| What you have to do |
Answer these questions about the blog post "A Stunning Discovery":
1. What color are the seat covers in the writer's car?
2. How many tiny cellophane or foil shapes fell out of the card?
3. What turned out to have caused the dark blue stain on the band-aid?

Tuesday, April 04, 2006


A Stunning Discovery

And so I continue my story but first I must ask, “Do you have friends with a warped sense of humor like I have?” The kind that will send a Birthday or Christmas card knowing that when I get that letter from the post office I will run to the car and open it immediately. My car with the burgundy seat covers that can magically crochet dog hair into complex doilies and velcro-textured rugs that can attach themselves like glue to anything that falls on them. And so I rip open my exciting personal letter only to discover that besides a lovely card there are also no less than 160 cellophane or foil itsy-bitsy flowers, stars, angels, that promptly fall onto my lap or the floor of my car. With their sharp little edges they attach themselves to the whole of the car’s interior, and because they are so tiny they are next to impossible to clean up. I swear I am still pulling some of them out of the rug from two Birthday’s back.

It’s frustrating when that happens. But sitting out in front of the hospital with thoughts of whether or not I qualify for special medical care, I am thinking how much worse royal f---ing blue blood will be to clean up. But as I told you in my last post, despite my fears about the wound on my wrist I am close enough to the hospital that now I can be calmer and so much braver.

So carefully, carefully, so as not to flood my car with an ocean of blue blood, I pulled back the band-aid ever so slightly to have a better look. And that’s when I discovered a rather stunning thing. Something I might have noticed earlier if I hadn’t been in such a panic to get the wound taped up and the bleeding stopped. Somehow in the process of the manufacturing and wrapping of that band-aid it had come in contact with an ink spill. And that spill left a large dark blue stain on the padded side that extended right to the edge and leached to the other side in the same way that a swiftly flowing wound would do. It was not my royal blood or aortic blood or vital left-side-of-the-heart blood. On closer examination I now realized it was nothing more than a very large ink stain. And so, with that realization, came the conclusion that I might as well head home. Obviously this was not a wound that needed special attention.

| The data |
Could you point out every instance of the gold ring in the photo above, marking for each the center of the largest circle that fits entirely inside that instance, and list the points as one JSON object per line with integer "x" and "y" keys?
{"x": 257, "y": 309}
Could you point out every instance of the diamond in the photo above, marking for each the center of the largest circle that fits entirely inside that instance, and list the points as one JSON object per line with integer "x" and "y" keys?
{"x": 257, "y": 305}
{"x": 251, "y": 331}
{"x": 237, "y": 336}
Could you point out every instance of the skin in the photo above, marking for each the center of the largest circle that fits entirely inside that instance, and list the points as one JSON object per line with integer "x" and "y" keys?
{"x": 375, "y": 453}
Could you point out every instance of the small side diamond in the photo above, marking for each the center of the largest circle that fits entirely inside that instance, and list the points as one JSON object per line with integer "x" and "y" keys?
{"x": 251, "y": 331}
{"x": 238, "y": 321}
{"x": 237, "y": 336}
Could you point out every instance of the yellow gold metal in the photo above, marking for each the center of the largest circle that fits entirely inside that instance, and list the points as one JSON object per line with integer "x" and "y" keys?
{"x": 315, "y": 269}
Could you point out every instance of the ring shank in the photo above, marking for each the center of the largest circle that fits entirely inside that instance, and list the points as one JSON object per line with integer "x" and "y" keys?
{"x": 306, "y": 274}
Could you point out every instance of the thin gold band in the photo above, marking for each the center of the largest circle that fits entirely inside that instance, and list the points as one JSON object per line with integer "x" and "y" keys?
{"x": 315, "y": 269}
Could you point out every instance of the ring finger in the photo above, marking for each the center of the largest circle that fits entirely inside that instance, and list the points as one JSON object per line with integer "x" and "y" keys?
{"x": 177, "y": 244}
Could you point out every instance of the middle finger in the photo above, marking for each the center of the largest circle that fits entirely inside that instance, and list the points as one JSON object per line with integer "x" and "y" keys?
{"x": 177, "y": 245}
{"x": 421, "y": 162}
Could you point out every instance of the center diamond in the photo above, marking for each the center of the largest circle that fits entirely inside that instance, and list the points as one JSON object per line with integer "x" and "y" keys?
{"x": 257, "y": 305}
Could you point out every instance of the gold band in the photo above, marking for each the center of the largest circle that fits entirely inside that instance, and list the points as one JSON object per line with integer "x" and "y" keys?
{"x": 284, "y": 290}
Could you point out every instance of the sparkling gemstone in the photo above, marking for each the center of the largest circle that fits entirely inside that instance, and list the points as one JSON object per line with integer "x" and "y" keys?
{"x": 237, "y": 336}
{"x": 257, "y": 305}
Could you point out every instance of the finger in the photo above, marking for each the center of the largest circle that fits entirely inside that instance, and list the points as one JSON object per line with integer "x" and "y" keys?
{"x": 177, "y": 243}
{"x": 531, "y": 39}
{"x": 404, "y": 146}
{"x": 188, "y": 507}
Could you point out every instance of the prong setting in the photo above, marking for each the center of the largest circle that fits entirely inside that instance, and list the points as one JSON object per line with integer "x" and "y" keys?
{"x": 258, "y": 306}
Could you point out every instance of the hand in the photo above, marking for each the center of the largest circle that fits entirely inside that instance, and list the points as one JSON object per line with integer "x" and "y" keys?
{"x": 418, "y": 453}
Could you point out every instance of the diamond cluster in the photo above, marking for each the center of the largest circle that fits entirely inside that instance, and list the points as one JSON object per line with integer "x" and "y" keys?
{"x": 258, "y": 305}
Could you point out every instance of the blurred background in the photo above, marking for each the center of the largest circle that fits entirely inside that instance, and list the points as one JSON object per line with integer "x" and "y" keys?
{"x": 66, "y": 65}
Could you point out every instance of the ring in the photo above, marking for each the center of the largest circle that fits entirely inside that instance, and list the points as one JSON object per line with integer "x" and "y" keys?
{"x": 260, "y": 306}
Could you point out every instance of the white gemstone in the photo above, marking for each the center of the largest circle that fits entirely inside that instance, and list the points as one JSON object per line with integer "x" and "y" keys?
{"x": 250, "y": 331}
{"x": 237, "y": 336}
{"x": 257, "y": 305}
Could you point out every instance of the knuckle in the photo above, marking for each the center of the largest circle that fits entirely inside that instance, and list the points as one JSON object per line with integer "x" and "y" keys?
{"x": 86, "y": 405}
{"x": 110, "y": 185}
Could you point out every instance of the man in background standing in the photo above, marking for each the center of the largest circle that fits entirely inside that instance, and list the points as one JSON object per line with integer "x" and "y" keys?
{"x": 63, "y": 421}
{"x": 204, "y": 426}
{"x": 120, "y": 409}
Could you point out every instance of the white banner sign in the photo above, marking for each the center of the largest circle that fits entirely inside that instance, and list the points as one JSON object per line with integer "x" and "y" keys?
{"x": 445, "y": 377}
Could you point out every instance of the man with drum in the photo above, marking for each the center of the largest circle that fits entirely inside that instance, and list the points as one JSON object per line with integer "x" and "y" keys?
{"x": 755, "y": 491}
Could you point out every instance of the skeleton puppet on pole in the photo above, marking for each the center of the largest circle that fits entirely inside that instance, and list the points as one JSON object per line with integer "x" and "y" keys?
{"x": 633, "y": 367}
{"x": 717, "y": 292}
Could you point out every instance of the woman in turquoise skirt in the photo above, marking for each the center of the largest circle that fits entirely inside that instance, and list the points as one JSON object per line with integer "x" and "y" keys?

| Output for this task |
1. Burgundy.
2. No less than 160.
3. An ink spill that the band-aid came in contact with while it was being made and wrapped.